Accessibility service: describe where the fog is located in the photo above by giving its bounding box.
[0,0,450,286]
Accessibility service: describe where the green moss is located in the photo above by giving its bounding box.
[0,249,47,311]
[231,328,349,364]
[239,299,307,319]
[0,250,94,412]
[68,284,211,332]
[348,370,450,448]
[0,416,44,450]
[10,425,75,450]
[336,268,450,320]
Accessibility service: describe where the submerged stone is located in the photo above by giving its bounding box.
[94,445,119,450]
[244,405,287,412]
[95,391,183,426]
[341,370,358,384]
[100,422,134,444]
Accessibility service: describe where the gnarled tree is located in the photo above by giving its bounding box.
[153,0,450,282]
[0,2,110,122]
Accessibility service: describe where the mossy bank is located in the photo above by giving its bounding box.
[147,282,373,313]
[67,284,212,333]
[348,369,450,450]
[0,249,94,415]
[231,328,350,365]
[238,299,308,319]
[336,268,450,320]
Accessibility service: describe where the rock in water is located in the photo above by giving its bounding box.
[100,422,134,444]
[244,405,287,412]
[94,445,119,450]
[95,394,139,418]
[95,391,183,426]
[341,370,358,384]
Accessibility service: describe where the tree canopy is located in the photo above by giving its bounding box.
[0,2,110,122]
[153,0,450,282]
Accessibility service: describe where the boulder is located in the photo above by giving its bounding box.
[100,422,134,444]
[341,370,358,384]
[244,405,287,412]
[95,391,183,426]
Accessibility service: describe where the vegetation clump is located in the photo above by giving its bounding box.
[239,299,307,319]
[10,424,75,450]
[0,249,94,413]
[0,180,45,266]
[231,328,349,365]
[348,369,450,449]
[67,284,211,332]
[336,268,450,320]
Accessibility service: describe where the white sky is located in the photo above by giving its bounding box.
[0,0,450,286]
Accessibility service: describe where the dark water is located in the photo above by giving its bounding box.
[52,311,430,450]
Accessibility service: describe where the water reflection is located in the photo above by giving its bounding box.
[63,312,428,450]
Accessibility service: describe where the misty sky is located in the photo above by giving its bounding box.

++++

■ Exercise ■
Output the material above again, line for line and character for character, in its original order.

■ Answer to this problem ■
Accessibility service: describe where the fog is located in the photo above by giving its bounding box.
[0,0,450,286]
Accessibility service: describe where the green moss is located in the photo above by giving its bounding box.
[0,249,47,311]
[231,328,349,364]
[239,299,307,319]
[0,250,94,412]
[68,284,211,332]
[348,370,450,448]
[0,416,44,450]
[10,425,75,450]
[336,268,450,320]
Accessibility service: describe where the submerged stone is located in the photo above by giving its bounding box.
[94,445,119,450]
[244,405,287,412]
[95,391,183,426]
[341,370,358,384]
[100,422,134,444]
Accessibility service: describe where the gnarled tree is located in the photo above by giving its bounding box.
[153,0,450,282]
[0,2,110,122]
Accessibility service: describe where the mossy bank is located in the photo above by giving its bounding box.
[147,282,373,313]
[67,284,212,333]
[348,369,450,450]
[0,249,94,415]
[231,328,350,365]
[238,299,308,319]
[336,268,450,320]
Accessibility service: describe where the rock in water is located in the photo above by giving its bounding box.
[100,422,134,444]
[244,405,287,412]
[94,445,119,450]
[95,394,139,418]
[95,391,183,426]
[341,370,358,384]
Accessibility service: describe where the tree canopy is located in the photo above by giving its bounding box.
[0,2,110,122]
[153,0,450,282]
Accessibility service: describe where the boulder is located in the photo above by giving its bounding box.
[100,422,134,444]
[341,370,358,384]
[244,405,287,412]
[95,391,183,426]
Accessibility service: describe where the vegetation clump is located in the photo above by giving its bounding box.
[239,299,307,319]
[10,424,75,450]
[0,249,94,413]
[0,180,45,266]
[231,328,349,365]
[348,369,450,449]
[67,284,211,332]
[336,268,450,320]
Accessibility service: describe where the white sky is located in the photo above by giving its bounding box.
[0,0,450,286]
Accessibility service: describe where the dark water is located in the photo above by giving its bounding box.
[52,311,430,450]
Accessibility service: describe where the water reflection is located in the photo above by giving its bounding box.
[63,312,428,450]
Accessibility service: describe where the misty sky is located in the photo above by giving its bounding box.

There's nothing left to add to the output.